> **作業指示**:
**A)** 小麦とグルテンの文章を「小麦が体に悪いと言われるのはなぜ?グルテンが体に及ぼす影響を解説」から始めて「小麦が体に悪いとされる主な理由は小麦の中に含まれるグルテンです。」まで書き出し、その中の「コラム」を「記事」に入れ替える。
**B)** 小麦とグルテンの文章を、示された最後の文の後から続けて書く。

> **分析用テキスト**:
_ _ _ _ _

小麦が体に悪いと言われるのはなぜ?グルテンが体に及ぼす影響を解説
現代の食生活は小麦製品であふれています。「グルテン」や「グルテンフリー」という言葉をよく耳にするようになりましたが、
同時に小麦は体に悪いのでは?という疑問を持ち始めた人も多いのではないでしょうか。
このコラムでは、小麦の摂取が体にもたらす影響や、その対策について解説していきますので、ぜひお役立ていただければと思います。
小麦が体に悪いと言われるのはなぜ?
小麦が体に悪いとされる主な理由は小麦の中に含まれるグルテンです。
グルテンは小麦粉に含まれるグリアジンとグルテニンという2種類のたんぱく質が結びついてできたもので、水を混ぜてこねる事で形成されます。
主にパンやパスタなどの食品の粘りや弾力を生み出す役割を果たします。
原因不明の不調はグルテンが原因かも?
グルテンは様々な健康問題を引き起こすと言われています。特に腸に悪影響を及ぼす可能性が指摘され、
食べすぎるとお腹の調子が悪い、胃もたれする、倦怠感があるなど、これらの症状は実はグルテンが原因の場合があります。
グルテンの過剰摂取によって引き起こされる影響は以下のものがあります。
①腸もれ(リーキーガット症候群)
グルテンは消化されにくく、その粘着性から、腸壁にベタっと張りついてしまいます。

_ _ _ _ _

[参照表現データ]
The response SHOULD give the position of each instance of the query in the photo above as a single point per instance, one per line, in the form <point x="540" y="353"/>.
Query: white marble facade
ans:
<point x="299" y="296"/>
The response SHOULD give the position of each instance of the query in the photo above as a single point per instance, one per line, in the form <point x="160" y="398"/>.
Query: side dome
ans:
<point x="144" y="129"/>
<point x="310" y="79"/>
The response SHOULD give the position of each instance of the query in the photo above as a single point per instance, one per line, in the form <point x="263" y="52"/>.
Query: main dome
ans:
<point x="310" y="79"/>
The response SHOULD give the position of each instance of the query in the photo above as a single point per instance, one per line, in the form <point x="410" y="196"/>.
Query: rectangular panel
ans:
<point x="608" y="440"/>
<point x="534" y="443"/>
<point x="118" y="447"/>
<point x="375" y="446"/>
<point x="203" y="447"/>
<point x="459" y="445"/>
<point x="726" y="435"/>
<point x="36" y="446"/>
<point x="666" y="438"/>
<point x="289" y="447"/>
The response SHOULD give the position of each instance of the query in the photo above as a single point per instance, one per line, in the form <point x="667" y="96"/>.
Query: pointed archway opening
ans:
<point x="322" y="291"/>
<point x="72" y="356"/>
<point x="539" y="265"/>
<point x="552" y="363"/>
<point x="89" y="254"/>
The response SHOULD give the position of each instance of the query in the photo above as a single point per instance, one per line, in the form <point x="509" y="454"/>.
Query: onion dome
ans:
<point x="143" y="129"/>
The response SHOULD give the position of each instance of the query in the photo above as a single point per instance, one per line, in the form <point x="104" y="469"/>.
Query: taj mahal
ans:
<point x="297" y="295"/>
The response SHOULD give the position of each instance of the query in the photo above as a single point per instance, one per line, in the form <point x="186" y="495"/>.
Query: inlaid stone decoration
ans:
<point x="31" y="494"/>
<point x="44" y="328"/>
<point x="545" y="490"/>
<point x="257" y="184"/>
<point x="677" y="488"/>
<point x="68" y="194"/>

_ _ _ _ _

> **各課題の結果**:
**A)**
小麦が体に悪いと言われるのはなぜ?グルテンが体に及ぼす影響を解説
現代の食生活は小麦製品であふれています。「グルテン」や「グルテンフリー」という言葉をよく耳にするようになりましたが、
同時に小麦は体に悪いのでは?という疑問を持ち始めた人も多いのではないでしょうか。
この記事では、小麦の摂取が体にもたらす影響や、その対策について解説していきますので、ぜひお役立ていただければと思います。
小麦が体に悪いと言われるのはなぜ?
小麦が体に悪いとされる主な理由は小麦の中に含まれるグルテンです。

**B)**
それが原因で腸内の粘膜が傷つき、時には穴が空いてしまうこともあるのです。この症状を腸もれ(リーキーガット)と言います。
リーキーガットは腸に空いた穴から、細菌や老廃物、有害物質が血管内に漏れ出し、便秘や下痢、偏頭痛、肌荒れや炎症など、様々な不調を引き起こしてしまうのです。
②血糖値の急上昇
グルテンを多く含む小麦製品は血糖値を急上昇させます。これは、小麦に「アミロペクチンA」と呼ばれる成分が含まれているからです。
この成分が血糖値を急上昇させ、過剰なインスリン分泌を引き起こし、肥満や糖尿病につながる可能性があります。
③依存性がある
グルテンはニコチンや麻薬のような中毒性があると考えられています。
長期間摂取し続けると、体がグルテンを含む食品を食べないと落ち着かない状態になったり、「また食べたい」という気持ちが抑えられず過剰な摂取につながります。
その理由は、グルテンがモルヒネに似たアミノ酸配列を持っているため、
グルテンを分解するときに体がモルヒネやアヘンなどの薬物を摂取したときと同じような反応をしてしまうのです。
グルテンが引き起こす食事療法が必要な症状・疾患
グルテンはアレルギーの原因にもなり、食事療法が必要な場合もあります。ここでは代表的なトラブルや関連病を3つ紹介します。
1.小麦アレルギー
小麦アレルギーは、免疫系が小麦のタンパク質に反応し、過剰な免疫反応を引き起こす状態です。
症状には、皮膚の発疹、じんましん、腹痛や下痢、消化器系の不快感などが含まれます。
また呼吸困難やアナフィラキシーショックを起こす事もあります。
症状にもよりますが、ほとんどの場合は、小麦を制限することでアレルギー症状が軽減されることが多いようです。
2.セリアック病
セリアック病はグルテンに対する遺伝性の不耐症で、グルテンを摂取する事により腸の粘膜に炎症が起こる自己免疫疾患です。
これにより栄養を吸収しにくくなり、栄養不足、体重減少、下痢、腹痛などの症状が起こります。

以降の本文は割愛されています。